-- begin --

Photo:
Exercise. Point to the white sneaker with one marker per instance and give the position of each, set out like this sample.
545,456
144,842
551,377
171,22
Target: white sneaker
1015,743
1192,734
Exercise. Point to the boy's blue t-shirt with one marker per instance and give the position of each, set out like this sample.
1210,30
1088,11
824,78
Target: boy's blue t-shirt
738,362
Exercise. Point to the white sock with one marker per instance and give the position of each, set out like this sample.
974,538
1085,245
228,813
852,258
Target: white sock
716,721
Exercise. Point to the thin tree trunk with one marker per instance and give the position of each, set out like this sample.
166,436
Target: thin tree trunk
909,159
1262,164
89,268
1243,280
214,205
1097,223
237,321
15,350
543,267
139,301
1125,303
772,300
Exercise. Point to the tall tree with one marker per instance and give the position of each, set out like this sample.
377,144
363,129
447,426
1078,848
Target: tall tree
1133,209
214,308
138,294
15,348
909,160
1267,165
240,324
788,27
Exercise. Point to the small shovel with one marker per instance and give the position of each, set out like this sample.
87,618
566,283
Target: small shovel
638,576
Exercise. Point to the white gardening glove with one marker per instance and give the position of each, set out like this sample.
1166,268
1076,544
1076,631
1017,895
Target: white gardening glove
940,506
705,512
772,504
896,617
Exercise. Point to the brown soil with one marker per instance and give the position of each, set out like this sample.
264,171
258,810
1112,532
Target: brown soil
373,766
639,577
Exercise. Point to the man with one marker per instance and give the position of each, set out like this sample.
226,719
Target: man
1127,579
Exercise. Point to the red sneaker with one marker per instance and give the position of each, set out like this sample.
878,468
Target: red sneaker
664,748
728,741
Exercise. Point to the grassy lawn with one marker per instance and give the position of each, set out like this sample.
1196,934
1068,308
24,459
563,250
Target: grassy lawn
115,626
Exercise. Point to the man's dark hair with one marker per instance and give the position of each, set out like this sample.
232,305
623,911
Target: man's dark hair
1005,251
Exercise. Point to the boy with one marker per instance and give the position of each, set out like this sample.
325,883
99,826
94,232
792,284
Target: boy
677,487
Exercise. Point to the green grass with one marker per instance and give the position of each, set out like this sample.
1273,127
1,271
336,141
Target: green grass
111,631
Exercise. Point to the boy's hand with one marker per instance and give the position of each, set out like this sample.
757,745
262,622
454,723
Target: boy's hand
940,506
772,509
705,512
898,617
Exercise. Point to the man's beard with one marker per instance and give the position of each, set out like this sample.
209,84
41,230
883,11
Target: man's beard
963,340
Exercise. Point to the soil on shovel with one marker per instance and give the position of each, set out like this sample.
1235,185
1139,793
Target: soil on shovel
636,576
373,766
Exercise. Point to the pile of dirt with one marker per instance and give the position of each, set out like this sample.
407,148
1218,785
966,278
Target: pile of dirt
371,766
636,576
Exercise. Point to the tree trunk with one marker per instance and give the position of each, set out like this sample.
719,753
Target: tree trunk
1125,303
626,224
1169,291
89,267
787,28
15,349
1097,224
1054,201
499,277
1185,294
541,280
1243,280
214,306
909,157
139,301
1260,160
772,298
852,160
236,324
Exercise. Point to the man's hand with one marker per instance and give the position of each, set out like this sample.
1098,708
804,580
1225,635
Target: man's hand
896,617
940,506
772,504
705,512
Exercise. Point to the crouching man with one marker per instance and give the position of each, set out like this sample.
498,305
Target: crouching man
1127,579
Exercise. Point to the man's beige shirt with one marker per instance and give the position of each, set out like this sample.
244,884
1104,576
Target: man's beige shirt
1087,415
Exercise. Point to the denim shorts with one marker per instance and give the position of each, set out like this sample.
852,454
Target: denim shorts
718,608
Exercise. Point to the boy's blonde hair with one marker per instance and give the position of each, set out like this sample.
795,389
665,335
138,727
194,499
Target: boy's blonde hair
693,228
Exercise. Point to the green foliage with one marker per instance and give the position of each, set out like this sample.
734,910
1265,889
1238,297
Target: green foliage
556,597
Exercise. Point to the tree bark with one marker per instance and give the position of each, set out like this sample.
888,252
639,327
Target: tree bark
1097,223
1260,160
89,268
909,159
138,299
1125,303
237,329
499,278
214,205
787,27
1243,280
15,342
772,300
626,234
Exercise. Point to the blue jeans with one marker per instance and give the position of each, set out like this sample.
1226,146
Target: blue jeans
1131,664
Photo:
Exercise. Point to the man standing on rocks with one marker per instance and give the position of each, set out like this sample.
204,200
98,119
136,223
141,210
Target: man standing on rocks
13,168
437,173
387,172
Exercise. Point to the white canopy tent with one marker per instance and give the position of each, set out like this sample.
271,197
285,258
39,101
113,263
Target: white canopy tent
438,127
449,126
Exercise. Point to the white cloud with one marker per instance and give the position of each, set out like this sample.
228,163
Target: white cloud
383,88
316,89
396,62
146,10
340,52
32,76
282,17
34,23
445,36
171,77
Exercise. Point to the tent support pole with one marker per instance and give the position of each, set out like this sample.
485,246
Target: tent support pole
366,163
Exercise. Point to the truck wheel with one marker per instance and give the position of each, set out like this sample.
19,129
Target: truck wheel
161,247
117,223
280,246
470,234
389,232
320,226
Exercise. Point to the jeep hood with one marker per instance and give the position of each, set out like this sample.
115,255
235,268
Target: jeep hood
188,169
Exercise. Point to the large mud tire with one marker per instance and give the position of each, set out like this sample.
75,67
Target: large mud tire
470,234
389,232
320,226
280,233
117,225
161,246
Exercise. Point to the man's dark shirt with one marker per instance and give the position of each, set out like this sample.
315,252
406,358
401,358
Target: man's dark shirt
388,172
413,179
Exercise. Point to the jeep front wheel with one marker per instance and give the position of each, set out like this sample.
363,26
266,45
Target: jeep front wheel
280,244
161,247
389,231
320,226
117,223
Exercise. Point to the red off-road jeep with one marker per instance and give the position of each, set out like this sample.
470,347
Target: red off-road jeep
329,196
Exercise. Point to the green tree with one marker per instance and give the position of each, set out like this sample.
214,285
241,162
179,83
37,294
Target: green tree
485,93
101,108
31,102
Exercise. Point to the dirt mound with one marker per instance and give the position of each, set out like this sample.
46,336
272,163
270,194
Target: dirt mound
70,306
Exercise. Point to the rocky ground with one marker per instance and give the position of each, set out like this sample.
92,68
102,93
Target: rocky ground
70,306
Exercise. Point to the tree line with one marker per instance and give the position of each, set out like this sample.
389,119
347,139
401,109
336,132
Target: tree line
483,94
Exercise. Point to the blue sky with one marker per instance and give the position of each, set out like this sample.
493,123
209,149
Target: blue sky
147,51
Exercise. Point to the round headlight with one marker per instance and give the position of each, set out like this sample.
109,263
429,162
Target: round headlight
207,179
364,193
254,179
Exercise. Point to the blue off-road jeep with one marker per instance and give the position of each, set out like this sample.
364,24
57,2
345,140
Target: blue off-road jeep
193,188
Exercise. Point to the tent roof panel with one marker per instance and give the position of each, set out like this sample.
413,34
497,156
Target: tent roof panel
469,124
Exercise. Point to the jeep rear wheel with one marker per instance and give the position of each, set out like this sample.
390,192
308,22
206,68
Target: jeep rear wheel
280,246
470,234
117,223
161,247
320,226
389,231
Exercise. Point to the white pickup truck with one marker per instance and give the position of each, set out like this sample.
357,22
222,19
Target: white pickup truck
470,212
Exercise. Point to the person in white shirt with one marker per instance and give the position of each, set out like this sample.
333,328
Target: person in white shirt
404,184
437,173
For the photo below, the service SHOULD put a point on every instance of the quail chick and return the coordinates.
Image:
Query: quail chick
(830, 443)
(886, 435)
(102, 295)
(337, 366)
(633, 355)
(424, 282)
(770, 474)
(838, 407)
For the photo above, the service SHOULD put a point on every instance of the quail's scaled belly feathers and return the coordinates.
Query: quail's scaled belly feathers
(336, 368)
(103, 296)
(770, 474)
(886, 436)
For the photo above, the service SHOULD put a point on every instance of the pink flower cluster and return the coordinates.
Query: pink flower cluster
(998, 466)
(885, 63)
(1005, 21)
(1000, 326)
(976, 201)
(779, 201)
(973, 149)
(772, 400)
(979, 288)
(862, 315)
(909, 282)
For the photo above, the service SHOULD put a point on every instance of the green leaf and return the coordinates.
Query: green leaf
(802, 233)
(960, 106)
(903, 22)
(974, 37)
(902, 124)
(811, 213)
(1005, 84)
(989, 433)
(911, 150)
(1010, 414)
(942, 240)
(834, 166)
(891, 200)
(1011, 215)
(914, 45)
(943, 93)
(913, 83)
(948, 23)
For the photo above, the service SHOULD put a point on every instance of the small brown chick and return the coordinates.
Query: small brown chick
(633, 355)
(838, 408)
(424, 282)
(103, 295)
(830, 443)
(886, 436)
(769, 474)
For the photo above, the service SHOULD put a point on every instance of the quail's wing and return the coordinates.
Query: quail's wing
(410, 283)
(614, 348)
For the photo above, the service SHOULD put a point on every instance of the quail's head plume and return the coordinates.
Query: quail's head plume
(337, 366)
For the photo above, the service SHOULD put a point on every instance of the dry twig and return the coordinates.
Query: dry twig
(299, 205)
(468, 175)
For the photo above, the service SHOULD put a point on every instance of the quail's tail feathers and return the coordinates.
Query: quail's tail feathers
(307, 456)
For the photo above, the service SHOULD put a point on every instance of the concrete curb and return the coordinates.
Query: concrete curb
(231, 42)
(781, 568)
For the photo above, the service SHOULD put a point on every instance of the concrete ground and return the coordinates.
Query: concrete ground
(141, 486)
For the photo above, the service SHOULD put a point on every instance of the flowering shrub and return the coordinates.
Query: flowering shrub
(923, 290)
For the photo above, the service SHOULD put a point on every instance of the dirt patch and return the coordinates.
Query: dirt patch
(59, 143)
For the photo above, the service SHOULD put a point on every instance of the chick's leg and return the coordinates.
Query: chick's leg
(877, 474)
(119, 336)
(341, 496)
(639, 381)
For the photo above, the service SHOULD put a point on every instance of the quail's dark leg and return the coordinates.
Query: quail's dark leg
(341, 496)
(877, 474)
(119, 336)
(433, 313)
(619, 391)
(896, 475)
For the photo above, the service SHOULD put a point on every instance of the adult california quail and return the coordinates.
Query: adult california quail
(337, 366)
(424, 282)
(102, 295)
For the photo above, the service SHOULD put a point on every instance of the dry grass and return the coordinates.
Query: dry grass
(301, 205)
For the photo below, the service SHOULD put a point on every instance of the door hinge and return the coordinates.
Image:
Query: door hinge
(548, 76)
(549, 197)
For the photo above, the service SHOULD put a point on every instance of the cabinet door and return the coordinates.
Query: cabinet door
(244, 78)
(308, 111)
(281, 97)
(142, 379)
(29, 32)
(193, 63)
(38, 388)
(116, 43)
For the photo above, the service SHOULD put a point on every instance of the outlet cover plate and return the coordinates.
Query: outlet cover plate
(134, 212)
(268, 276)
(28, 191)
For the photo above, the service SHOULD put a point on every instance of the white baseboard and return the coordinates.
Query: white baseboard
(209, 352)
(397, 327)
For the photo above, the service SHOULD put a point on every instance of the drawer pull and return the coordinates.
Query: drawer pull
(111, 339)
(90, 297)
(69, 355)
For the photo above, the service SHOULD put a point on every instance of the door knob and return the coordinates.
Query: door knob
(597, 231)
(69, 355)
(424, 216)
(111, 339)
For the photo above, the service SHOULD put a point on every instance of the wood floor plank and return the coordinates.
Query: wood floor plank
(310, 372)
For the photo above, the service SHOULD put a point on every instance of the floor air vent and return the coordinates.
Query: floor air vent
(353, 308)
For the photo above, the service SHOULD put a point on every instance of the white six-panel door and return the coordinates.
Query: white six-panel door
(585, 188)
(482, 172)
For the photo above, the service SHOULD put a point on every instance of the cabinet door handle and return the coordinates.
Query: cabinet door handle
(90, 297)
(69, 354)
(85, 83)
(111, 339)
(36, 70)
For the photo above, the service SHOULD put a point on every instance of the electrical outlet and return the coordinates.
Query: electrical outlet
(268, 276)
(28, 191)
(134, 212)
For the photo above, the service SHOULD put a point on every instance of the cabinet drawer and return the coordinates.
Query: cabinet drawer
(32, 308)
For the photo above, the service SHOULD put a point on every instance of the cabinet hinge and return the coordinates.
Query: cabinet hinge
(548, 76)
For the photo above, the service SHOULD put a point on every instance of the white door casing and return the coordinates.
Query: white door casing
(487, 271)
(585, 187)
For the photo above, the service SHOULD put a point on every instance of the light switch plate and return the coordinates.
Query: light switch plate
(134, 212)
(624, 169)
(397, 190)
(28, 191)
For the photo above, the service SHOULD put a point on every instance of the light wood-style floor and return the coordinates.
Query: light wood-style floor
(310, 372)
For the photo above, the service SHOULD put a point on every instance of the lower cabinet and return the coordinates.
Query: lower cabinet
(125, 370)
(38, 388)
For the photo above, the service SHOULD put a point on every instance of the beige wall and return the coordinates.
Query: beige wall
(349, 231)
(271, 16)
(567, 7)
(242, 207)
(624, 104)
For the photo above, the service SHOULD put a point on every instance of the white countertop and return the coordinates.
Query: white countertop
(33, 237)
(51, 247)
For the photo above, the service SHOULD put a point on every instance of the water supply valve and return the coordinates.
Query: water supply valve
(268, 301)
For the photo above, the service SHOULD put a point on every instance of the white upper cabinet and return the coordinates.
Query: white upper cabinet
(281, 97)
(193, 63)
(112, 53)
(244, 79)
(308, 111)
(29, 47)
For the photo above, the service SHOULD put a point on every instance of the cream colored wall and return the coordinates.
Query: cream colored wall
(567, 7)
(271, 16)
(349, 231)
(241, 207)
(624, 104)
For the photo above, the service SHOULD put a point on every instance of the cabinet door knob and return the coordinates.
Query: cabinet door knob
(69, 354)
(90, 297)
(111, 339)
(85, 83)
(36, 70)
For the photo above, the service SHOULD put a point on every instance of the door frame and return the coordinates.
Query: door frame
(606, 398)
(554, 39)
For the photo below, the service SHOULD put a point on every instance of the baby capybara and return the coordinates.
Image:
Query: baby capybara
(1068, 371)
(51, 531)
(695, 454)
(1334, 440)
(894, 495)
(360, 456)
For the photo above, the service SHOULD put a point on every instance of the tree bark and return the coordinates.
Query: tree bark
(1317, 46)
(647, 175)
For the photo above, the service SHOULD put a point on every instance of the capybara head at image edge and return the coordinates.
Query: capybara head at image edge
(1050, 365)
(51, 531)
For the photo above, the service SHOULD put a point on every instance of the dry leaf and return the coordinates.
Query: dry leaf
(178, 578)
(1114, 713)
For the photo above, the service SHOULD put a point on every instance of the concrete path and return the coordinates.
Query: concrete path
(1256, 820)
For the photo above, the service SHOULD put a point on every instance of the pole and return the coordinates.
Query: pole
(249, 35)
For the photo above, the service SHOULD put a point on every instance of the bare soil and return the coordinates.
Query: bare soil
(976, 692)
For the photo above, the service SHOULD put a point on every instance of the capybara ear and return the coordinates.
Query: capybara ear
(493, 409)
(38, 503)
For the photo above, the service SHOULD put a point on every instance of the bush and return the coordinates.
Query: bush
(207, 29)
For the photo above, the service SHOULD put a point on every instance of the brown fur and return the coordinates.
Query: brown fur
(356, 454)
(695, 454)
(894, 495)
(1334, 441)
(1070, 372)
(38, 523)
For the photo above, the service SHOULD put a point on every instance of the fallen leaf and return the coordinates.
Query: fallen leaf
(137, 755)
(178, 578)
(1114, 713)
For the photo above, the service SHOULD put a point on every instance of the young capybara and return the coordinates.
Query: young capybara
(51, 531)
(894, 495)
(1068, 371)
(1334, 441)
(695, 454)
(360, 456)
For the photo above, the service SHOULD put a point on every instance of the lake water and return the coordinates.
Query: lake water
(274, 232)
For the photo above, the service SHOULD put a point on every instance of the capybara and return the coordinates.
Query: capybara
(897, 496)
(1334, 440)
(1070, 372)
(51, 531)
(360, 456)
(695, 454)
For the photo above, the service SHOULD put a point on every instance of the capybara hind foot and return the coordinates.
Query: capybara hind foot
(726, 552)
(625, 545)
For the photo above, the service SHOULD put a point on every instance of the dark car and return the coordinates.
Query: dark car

-- end --

Your objective »
Could you print, word for word, the lines above that run from the one containing "pole and return the coordinates." through the final line?

Complete output »
For the photo above, the service SHOULD put a point on every instance of the pole and return the coordinates.
Query: pole
(249, 35)
For the photo above, the service SHOULD put a point on every instance of the bare soil and return the coordinates.
Query: bare soil
(976, 692)
For the photo above, the service SHOULD put a point on every instance of the capybara ear and return the coordinates.
Query: capybara ear
(493, 409)
(38, 503)
For the photo above, the service SHOULD put a point on every instance of the bush and return the coordinates.
Query: bush
(207, 29)
For the photo above, the service SHOULD put a point on every instance of the brown fur and return the coordinates.
Query: brown fur
(356, 454)
(695, 454)
(894, 495)
(1334, 441)
(1070, 372)
(38, 523)
For the photo above, the service SHOULD put a point on every instance of the fallen leaf and return the coordinates.
Query: fallen leaf
(137, 755)
(178, 578)
(1114, 713)
For the photo above, the service SHOULD put a point on every instance of the young capybara and return the coordinates.
Query: young capybara
(51, 531)
(894, 495)
(1068, 371)
(1334, 441)
(695, 454)
(360, 456)
For the photo above, the service SHOULD put a point on every instance of the lake water and return the coordinates.
Query: lake water
(274, 232)
For the photo above, the service SHOULD put a point on every instance of the capybara and return the coordinates.
Query: capybara
(897, 496)
(1334, 440)
(1070, 372)
(51, 531)
(360, 456)
(695, 454)
For the photo above, the service SHOULD put a point on every instance of the capybara hind foot and return the coordinates.
Query: capybara hind foot
(726, 552)
(625, 545)
For the photo above, the service SHOULD put a point on every instance of the dark car and return the coordinates.
Query: dark car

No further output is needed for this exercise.